ACTIVITY LIST:
**1)** Reproduce the text on astrophotography filters word for word, between "Depending on the" and "them almost daily.", inclusive.
**2)** In the text on astrophotography filters, what wavelengths define the Visible Spectrum?

QUOTED PASSAGE:
Filters for Astrophotography

Filters for Astrophotography

NOTE This article has been published in Amateur Astrophotography Magazineissue #75


In astrophotography, as in conventional photography, what we do is to capture light at a certain moment and record it with the help of our photographic equipment. Formerly using different chemicals, films and papers, and nowadays, using high resolution silicon sensors with great light gathering capacity.


To talk about filters in astrophotography properly it is necessary that we first talk about light, since by understanding its principles we can better understand how filters work.


The light

Light, as we understand it nowadays, is a Wave-Particle combination (it is somewhat complex to explain it here and my knowledge of quantum physics is not as good as I would want, but to fix that, we have the wikipedia). It is made up of "particles" called photons that behave like an electromagnetic wave that moves at the speed of light.


Visible spectrum

Depending on the electromagnetic wave frequency of a light beam, we can locate it among the electromagnetic spectrum. Only a small portion of the electromagnetic spectrum is visible to humans, defined between wavelengths from 380nm to 780nm and called the Visible Spectrum.

The-Light.png


The rest of the electromagnetic spectrum

However, there are multiple frequencies of the electromagnetic spectrum that are not visible to humans, although many of us use them almost daily.

DATA PROVIDED:

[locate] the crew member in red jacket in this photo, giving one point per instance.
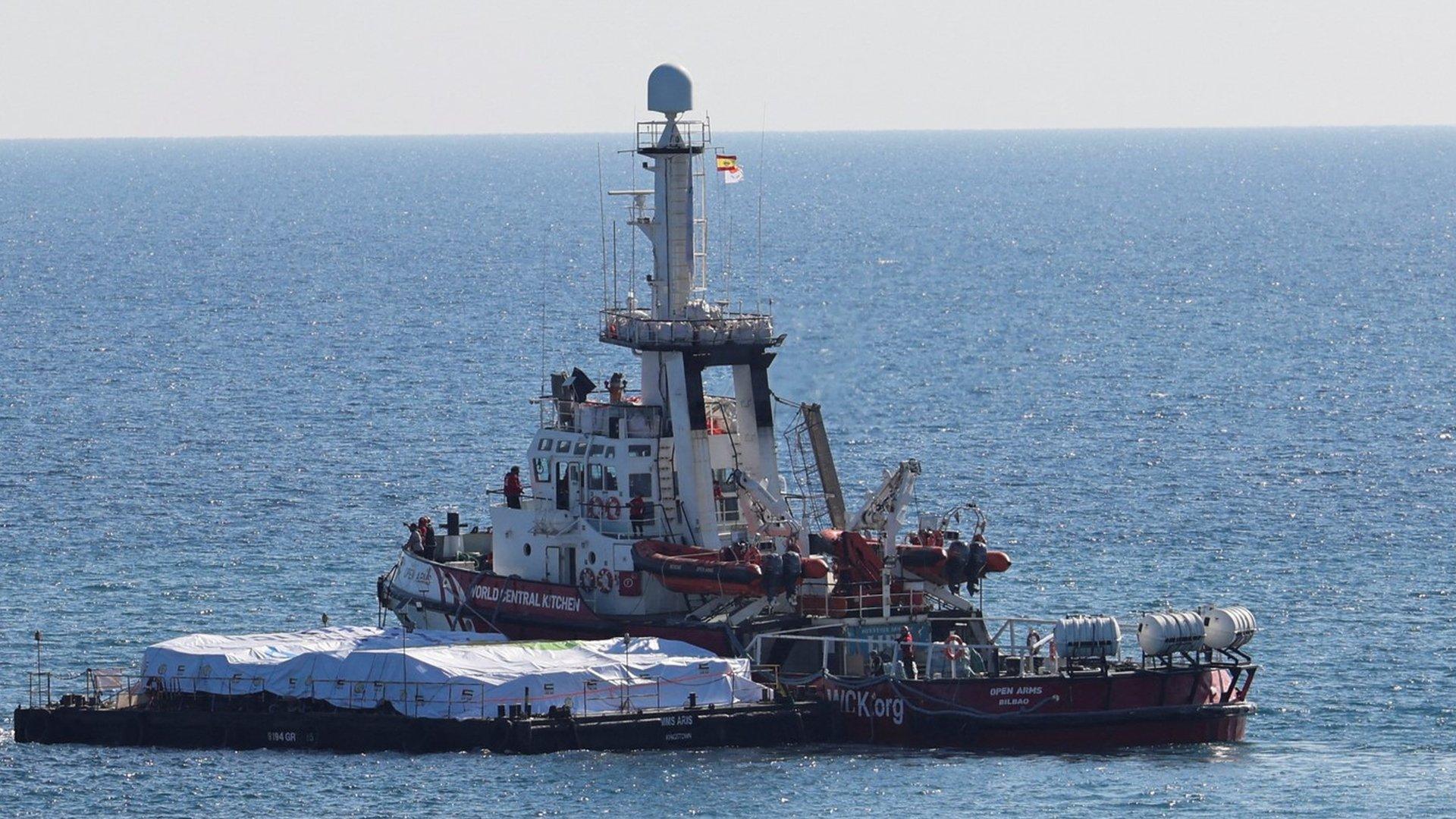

RESPONSES BY ITEM NUMBER:
**1)**
Depending on the electromagnetic wave frequency of a light beam, we can locate it among the electromagnetic spectrum. Only a small portion of the electromagnetic spectrum is visible to humans, defined between wavelengths from 380nm to 780nm and called the Visible Spectrum.

The-Light.png


The rest of the electromagnetic spectrum

However, there are multiple frequencies of the electromagnetic spectrum that are not visible to humans, although many of us use them almost daily.

**2)** Wavelengths from 380nm to 780nm.